▸ **Directive**
Print every one of the rows below word for word, with no changes.

Extracted rows:
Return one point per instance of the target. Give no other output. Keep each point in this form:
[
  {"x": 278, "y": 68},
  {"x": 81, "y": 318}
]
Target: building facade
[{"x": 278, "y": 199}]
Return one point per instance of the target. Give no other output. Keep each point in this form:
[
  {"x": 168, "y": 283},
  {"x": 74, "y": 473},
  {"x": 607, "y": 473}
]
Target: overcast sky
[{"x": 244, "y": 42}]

▸ **Expected output**
Return one point per instance of the target. Give no other output. Keep each point in this form:
[
  {"x": 278, "y": 68},
  {"x": 81, "y": 318}
]
Target: building facade
[{"x": 278, "y": 199}]
Return one point per instance of the target. Give no other output. Keep each point in this form:
[
  {"x": 168, "y": 283},
  {"x": 74, "y": 473},
  {"x": 607, "y": 473}
]
Target: overcast sky
[{"x": 244, "y": 42}]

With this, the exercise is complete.